**TASK STATEMENT:**
Carry on the match report of Melbourne's 28–16 win over South Sydney, picking up right after its final sentence.

**DOCUMENT PASSAGE:**
# # #

“A win is a win”
South Sydney – 16 (Myers 19', 55', Murray 70' tries; Myers 2/3 goals)
Melbourne – 28 (Warbrick 7', 30', Asofa-Solomona 24', Papenhuyzen 35', Anderson 42' tries; Meaney 4/6 goals)
“When you’re out of sorts, you’re out of sorts.”1
As we experienced last week, Melbourne can’t keep getting away with poor performances. It’s fortunate that Souths are missing most of their roster at the moment, because looking over the entire 80 minutes, this wasn’t great from Melbourne.
From kickoff this had all the hallmarks of one of those games. Damien Cook weaseled a penalty out of Todd Smith to put Melbourne immediately on the back foot. Able to regroup, the Storm were able to repel the initial Souths attack, but it would take until the sixth minute for Melbourne to see the opposition’s half of the field with the ball. On that first attacking field position, Jahrome Hughes went to work immediately in the right channel to send Nick Meaney through the line, the centre passing out to Will Warbrick to score.2
Hughes had bamboozled the defence with a slight feint and the imposing presence of Nelson Asofa-Solomona on that edge, combined with Ryan Papenhuyzen out the back put the fear into the Rabbitohs defenders. Meaney converting the try for a 6–0 lead.
Out of sync
It would be over ten minutes before Melbourne were in a position to score again, but this time it was the home team taking an intercept off pass from Paps, Fletcher Myers running 85m to score and put the Bunnies on the board. The pass from Paps was very telegraphed and probably didn’t need to be thrown, but he had grubbered the ball dead the set before so I can understand him not making that play again.
Melbourne looked out of sync and unable to get much going with the ball. The scramble defence was working fine albeit with some disciplinary issues, it was just the little attacking formations that aren’t coming together at the moment, especially if they’re not involving Hughes.
Melbourne weren’t the only people having issues with synchronicity. I can almost excuse Todd Smith for sending this up as no try given his positioning, except he ought to have given the benefit of the doubt interpretation, but the touch judge surely can see the ball (and Anderson’s arm) coming up with white paint on them after hitting the tryline. Ashley Klein as always can fuck right off.3
Thankfully that decision didn’t cost Melbourne too much, the Storm earning a repeat set that had Nelson Asofa-Solomona unstoppable on a crash play in the right channel. Off the nudie, NAS spiking the ball was great to see.
Ten minutes of good footy
The try to NAS sparked ten minutes of Storm dominance. It was the right edge and middle where Melbourne were able to get over the top of and through the Bunnies. Hughes again setting up the better plays for Melbourne, his flubbed kick bounced awkwardly in the in-goal for an unmarked Warbrick to score his second try in the 30th minute.

# # #

**DATA FOR ANALYSIS:**

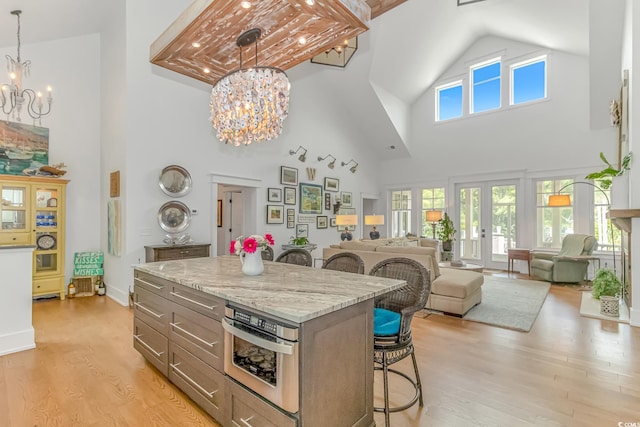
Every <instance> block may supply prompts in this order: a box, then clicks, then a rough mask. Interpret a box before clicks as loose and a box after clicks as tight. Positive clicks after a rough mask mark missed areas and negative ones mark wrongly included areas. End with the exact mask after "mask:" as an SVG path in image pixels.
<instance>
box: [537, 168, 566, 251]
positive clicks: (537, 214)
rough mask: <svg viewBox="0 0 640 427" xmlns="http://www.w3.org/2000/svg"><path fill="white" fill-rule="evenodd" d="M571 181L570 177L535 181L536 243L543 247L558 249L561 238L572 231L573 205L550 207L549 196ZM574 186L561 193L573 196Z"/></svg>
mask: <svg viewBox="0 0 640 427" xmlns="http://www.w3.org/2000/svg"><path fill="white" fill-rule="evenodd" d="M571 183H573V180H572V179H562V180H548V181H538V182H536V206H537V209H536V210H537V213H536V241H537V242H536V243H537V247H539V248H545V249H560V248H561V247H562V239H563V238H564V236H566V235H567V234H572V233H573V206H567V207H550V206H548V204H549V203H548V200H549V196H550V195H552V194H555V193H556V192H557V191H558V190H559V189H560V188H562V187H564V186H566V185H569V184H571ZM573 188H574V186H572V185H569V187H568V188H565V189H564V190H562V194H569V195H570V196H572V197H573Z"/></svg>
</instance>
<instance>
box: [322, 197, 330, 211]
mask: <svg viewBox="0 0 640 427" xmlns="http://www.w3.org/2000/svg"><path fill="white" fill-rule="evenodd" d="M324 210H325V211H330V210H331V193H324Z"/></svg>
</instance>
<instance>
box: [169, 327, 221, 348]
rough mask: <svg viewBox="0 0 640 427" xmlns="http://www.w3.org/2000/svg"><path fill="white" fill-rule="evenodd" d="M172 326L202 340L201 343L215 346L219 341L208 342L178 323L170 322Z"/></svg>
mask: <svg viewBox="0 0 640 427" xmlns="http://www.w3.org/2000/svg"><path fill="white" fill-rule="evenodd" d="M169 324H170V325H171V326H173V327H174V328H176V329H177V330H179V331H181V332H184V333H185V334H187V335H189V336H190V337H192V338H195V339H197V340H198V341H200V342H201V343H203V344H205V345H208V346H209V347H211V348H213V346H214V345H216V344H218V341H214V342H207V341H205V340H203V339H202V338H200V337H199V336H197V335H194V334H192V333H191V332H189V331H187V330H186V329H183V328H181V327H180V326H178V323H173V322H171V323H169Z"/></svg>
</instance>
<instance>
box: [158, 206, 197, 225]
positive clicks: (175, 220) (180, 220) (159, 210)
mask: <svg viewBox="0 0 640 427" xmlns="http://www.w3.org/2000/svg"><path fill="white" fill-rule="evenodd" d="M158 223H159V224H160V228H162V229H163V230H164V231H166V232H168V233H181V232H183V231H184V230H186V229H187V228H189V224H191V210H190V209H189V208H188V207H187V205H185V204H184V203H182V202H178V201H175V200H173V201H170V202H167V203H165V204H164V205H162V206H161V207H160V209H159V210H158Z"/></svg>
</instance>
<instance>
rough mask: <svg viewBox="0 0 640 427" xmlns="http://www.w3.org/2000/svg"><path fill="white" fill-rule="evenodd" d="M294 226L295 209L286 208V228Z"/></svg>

# # #

**RESPONSE AREA:**
The third try in the sequence was scored up the middle after Tyran Wishart burst through with his second touch of the Steeden to put Paps over beneath the posts.4 Melbourne had broken the game open to lead 22–4.
Wishart had come on for Josh King to have a roaming role in the middle of the field and without the pressures of having to play in the left channel, he is free to use his running and dummy skills to their full potential. In the post match Bellyache was asked if there’s room for Wishart and Sua Fa’alogo on the bench and he did answer that with an honest no. Hard to argue with that assessment either given the form Wishy has shown in 2024. He has nine tries and four try assists this season, and his ability to break tackles has seen a number of attacking opportunities created.
It just feels like 40 minutes of the Storm warming up, they haven’t hit their straps yet, but that’s an ominous scoreline for the half time break.
Something nice…
How good is a kick return touchdown try.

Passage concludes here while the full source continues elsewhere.